● **Records**:

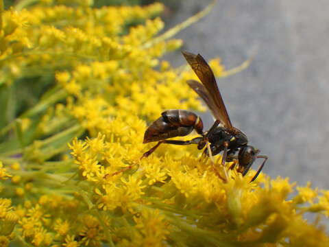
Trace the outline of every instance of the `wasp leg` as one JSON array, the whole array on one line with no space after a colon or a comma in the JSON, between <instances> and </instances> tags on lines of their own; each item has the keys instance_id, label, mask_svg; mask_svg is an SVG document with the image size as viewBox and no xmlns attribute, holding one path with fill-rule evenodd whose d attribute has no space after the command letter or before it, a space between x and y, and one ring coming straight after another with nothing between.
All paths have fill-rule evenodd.
<instances>
[{"instance_id":1,"label":"wasp leg","mask_svg":"<svg viewBox=\"0 0 329 247\"><path fill-rule=\"evenodd\" d=\"M264 167L264 165L265 165L266 161L267 161L267 158L269 158L266 155L258 155L256 158L264 158L264 161L263 161L262 165L259 167L258 169L257 170L257 172L256 173L255 176L254 176L254 178L250 180L250 183L254 182L256 178L258 176L259 174L262 171L263 167Z\"/></svg>"},{"instance_id":2,"label":"wasp leg","mask_svg":"<svg viewBox=\"0 0 329 247\"><path fill-rule=\"evenodd\" d=\"M199 144L200 141L202 139L202 137L196 137L193 139L191 141L179 141L179 140L164 140L159 141L154 147L151 148L149 151L145 152L143 156L141 157L140 160L143 158L149 156L151 153L153 153L158 147L162 143L167 144L173 144L173 145L191 145L191 144Z\"/></svg>"},{"instance_id":3,"label":"wasp leg","mask_svg":"<svg viewBox=\"0 0 329 247\"><path fill-rule=\"evenodd\" d=\"M206 142L206 145L207 146L207 148L204 150L204 154L206 154L206 150L208 150L208 154L209 156L209 158L210 158L211 161L211 164L212 165L212 170L214 171L215 174L219 178L221 178L224 183L226 183L227 180L226 180L224 178L223 178L221 174L219 174L219 172L218 172L217 169L216 169L216 166L215 165L215 161L212 156L212 152L211 152L211 148L210 148L210 145L209 144L209 141Z\"/></svg>"},{"instance_id":4,"label":"wasp leg","mask_svg":"<svg viewBox=\"0 0 329 247\"><path fill-rule=\"evenodd\" d=\"M211 128L209 129L208 132L206 134L206 137L210 136L212 134L212 132L216 130L216 128L217 128L217 126L219 125L221 121L219 120L216 120L214 124L212 124L212 126L211 126Z\"/></svg>"},{"instance_id":5,"label":"wasp leg","mask_svg":"<svg viewBox=\"0 0 329 247\"><path fill-rule=\"evenodd\" d=\"M223 145L224 145L224 150L223 152L223 157L221 158L221 167L223 167L223 169L224 171L224 174L225 174L226 180L228 181L228 172L226 172L226 168L225 167L225 162L226 161L226 156L228 156L228 143L226 141L224 141Z\"/></svg>"},{"instance_id":6,"label":"wasp leg","mask_svg":"<svg viewBox=\"0 0 329 247\"><path fill-rule=\"evenodd\" d=\"M137 165L137 164L138 163L135 163L135 164L133 164L133 165L128 165L127 167L125 167L125 168L122 168L121 169L112 174L111 176L115 176L115 175L118 175L119 174L120 174L121 172L125 172L125 171L127 171L127 170L132 169L134 167L134 165Z\"/></svg>"}]
</instances>

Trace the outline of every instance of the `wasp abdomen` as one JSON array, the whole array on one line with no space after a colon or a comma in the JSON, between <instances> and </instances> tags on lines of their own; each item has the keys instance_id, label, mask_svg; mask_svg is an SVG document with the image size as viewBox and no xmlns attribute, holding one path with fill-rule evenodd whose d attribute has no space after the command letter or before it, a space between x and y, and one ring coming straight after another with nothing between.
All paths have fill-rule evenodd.
<instances>
[{"instance_id":1,"label":"wasp abdomen","mask_svg":"<svg viewBox=\"0 0 329 247\"><path fill-rule=\"evenodd\" d=\"M202 120L194 113L186 110L168 110L161 115L166 121L173 126L193 126L197 133L203 133Z\"/></svg>"},{"instance_id":2,"label":"wasp abdomen","mask_svg":"<svg viewBox=\"0 0 329 247\"><path fill-rule=\"evenodd\" d=\"M193 126L175 126L163 117L151 124L144 134L143 143L164 140L171 137L184 137L193 130Z\"/></svg>"}]
</instances>

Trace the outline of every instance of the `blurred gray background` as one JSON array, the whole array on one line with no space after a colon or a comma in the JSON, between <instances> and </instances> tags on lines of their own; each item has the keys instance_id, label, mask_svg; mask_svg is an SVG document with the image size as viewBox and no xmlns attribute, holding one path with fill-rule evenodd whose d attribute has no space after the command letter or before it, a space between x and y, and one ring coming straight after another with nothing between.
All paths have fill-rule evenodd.
<instances>
[{"instance_id":1,"label":"blurred gray background","mask_svg":"<svg viewBox=\"0 0 329 247\"><path fill-rule=\"evenodd\" d=\"M167 27L209 3L178 2ZM266 173L327 189L328 11L328 0L219 0L208 16L175 36L184 40L183 50L207 60L219 56L227 69L249 58L257 47L247 69L217 81L231 121L269 156ZM179 53L166 58L174 65L186 62ZM210 117L205 117L208 126Z\"/></svg>"}]
</instances>

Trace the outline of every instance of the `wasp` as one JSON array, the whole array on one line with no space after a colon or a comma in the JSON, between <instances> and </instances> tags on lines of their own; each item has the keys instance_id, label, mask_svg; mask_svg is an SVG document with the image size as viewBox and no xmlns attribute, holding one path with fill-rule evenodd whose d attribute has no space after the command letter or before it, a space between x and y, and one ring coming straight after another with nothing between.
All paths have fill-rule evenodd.
<instances>
[{"instance_id":1,"label":"wasp","mask_svg":"<svg viewBox=\"0 0 329 247\"><path fill-rule=\"evenodd\" d=\"M183 51L182 54L201 81L200 83L196 80L188 80L187 83L204 101L215 117L215 121L209 130L204 132L202 120L195 113L186 110L166 110L146 130L143 143L158 142L144 153L141 158L147 157L162 143L195 144L200 150L207 146L204 154L210 157L223 152L223 167L226 161L238 161L237 171L243 176L248 172L256 159L263 158L263 162L251 180L254 181L260 173L267 156L258 155L260 150L248 145L247 136L232 125L214 73L204 58L200 54L195 55L186 51ZM189 141L167 140L171 137L184 137L193 130L200 137ZM230 168L233 169L234 165Z\"/></svg>"}]
</instances>

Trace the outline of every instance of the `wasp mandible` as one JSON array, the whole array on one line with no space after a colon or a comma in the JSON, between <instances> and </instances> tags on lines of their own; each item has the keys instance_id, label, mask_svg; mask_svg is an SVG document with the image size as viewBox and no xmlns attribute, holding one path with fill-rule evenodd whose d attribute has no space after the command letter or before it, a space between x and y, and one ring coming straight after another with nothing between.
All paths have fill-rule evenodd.
<instances>
[{"instance_id":1,"label":"wasp mandible","mask_svg":"<svg viewBox=\"0 0 329 247\"><path fill-rule=\"evenodd\" d=\"M186 110L168 110L154 121L146 130L143 143L158 143L144 153L141 158L147 157L162 143L174 145L197 145L199 150L205 148L204 154L208 156L218 154L223 151L222 165L225 161L238 160L238 172L245 176L256 158L264 158L263 162L252 178L254 181L260 173L267 156L258 155L259 150L248 145L247 136L232 125L223 98L217 86L214 73L204 58L200 55L183 51L183 56L202 83L188 80L188 86L202 98L215 118L208 131L204 132L200 117ZM184 137L195 130L201 137L190 141L167 140L175 137ZM210 154L209 154L210 152ZM231 169L233 167L230 167Z\"/></svg>"}]
</instances>

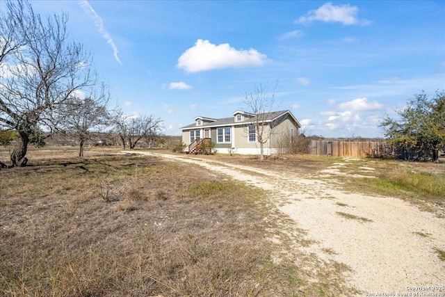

● **Direction**:
Please collect every line of the rows above that contains the word "background", treating uppercase and lowercase as different.

● **Answer for this exercise**:
Trace the outline of every instance of the `blurred gray background` as one JSON array, the whole array on one line with no space after a colon or a comma in the JSON, between <instances> and </instances> tags on lines of their own; each item has the keys instance_id, label, mask_svg; mask_svg is an SVG document with the image size as viewBox and no xmlns attribute, holding one path with fill-rule evenodd whose d attribute has no space after the command letter or before it, a space between x and y, and one ring coming straight after another with nothing between.
[{"instance_id":1,"label":"blurred gray background","mask_svg":"<svg viewBox=\"0 0 329 247\"><path fill-rule=\"evenodd\" d=\"M167 27L209 3L178 2ZM266 173L327 189L328 11L328 0L219 0L208 16L175 36L184 40L183 50L207 60L219 56L227 69L249 58L257 47L247 69L217 81L231 121L269 156ZM179 53L166 58L174 65L186 62ZM210 117L205 117L208 126Z\"/></svg>"}]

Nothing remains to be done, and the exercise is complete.